#### YOUR TASK
Give a verbatim quotation of every record.

**** RECORDS FOR THIS EXERCISE

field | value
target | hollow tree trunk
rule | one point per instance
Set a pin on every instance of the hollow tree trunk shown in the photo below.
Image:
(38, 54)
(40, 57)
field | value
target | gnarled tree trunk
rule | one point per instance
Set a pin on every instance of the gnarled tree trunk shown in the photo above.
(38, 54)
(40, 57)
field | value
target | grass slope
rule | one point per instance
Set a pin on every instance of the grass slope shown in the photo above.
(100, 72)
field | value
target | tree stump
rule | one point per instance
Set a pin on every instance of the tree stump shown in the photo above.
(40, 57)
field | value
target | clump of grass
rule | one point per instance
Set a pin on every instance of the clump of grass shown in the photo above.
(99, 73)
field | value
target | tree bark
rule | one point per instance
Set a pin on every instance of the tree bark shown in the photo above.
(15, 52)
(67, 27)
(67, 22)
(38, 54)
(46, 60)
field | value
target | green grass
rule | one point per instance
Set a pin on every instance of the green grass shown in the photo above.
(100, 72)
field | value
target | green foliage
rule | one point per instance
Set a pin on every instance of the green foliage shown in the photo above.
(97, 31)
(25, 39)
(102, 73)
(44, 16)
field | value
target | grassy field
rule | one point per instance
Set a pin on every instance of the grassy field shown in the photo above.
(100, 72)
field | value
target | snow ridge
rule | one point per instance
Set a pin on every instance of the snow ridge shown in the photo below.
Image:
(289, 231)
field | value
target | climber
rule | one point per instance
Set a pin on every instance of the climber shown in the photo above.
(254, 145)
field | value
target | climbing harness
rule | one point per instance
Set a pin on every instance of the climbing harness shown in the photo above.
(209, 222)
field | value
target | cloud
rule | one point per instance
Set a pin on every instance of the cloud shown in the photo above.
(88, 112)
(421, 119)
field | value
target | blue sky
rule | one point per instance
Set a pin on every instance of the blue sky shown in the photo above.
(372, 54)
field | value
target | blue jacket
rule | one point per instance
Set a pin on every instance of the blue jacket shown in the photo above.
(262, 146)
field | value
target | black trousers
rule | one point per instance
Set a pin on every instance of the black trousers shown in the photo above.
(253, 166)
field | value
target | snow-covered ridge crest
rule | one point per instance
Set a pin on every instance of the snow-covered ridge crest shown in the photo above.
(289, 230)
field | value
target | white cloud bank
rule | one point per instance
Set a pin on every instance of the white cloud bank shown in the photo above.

********

#### EXERCISE SOLUTION
field | value
target | hollow tree trunk
rule | one point per instance
Set a pin on every instance of the hollow tree trunk shown in the photo below.
Image:
(38, 54)
(40, 57)
field | value
target | gnarled tree trunk
rule | one point per instance
Set a pin on every instance of the gnarled tree trunk shown in the photo above.
(38, 54)
(40, 57)
field | value
target | grass slope
rule | one point per instance
Set a pin on every instance of the grass slope shown in the photo above.
(100, 72)
field | value
target | tree stump
rule | one point per instance
Set a pin on every instance of the tree stump shown in the photo above.
(40, 57)
field | value
target | clump of grass
rule | one point per instance
Set a pin on every instance of the clump of grass shown in the photo above.
(99, 73)
field | value
target | tree bark
rule | one point per instance
Set a pin on every instance of the tree bark shown in the photo above.
(15, 52)
(67, 27)
(67, 22)
(38, 54)
(46, 60)
field | value
target | green grass
rule | one point per instance
Set a pin on every instance of the green grass shown in the photo above.
(100, 72)
field | value
target | green foliage
rule | one point per instance
Set a pin on every instance of the green foliage shown in the photo above.
(97, 31)
(25, 39)
(102, 73)
(44, 16)
field | value
target | grassy field
rule | one point per instance
Set a pin on every instance of the grassy field shown in the photo above.
(100, 72)
field | value
target | snow ridge
rule | one point per instance
Set a pin on every instance of the snow ridge shown in the photo below.
Image:
(289, 231)
field | value
target | climber
rule | one point per instance
Set a pin on every instance of the climber shown in the photo above.
(254, 145)
field | value
target | climbing harness
rule | one point per instance
Set a pin on every instance of the climbing harness shown in the photo above.
(209, 222)
field | value
target | cloud
rule | one point per instance
Set a pin on every instance of the cloud shown in the photo above.
(88, 112)
(421, 119)
field | value
target | blue sky
rule | one point per instance
Set a pin on every instance of the blue sky shown in the photo above.
(372, 54)
field | value
target | blue jacket
rule | one point per instance
Set a pin on every instance of the blue jacket shown in the photo above.
(262, 146)
field | value
target | black trousers
rule | one point per instance
Set a pin on every instance of the black trousers shown in the photo above.
(253, 166)
field | value
target | snow-covered ridge crest
rule | one point per instance
Set a pin on every instance of the snow-covered ridge crest shown in the photo above.
(289, 230)
field | value
target | white cloud bank
rule | one point per instance
Set a pin on every instance of the white cloud bank shown in the photo above.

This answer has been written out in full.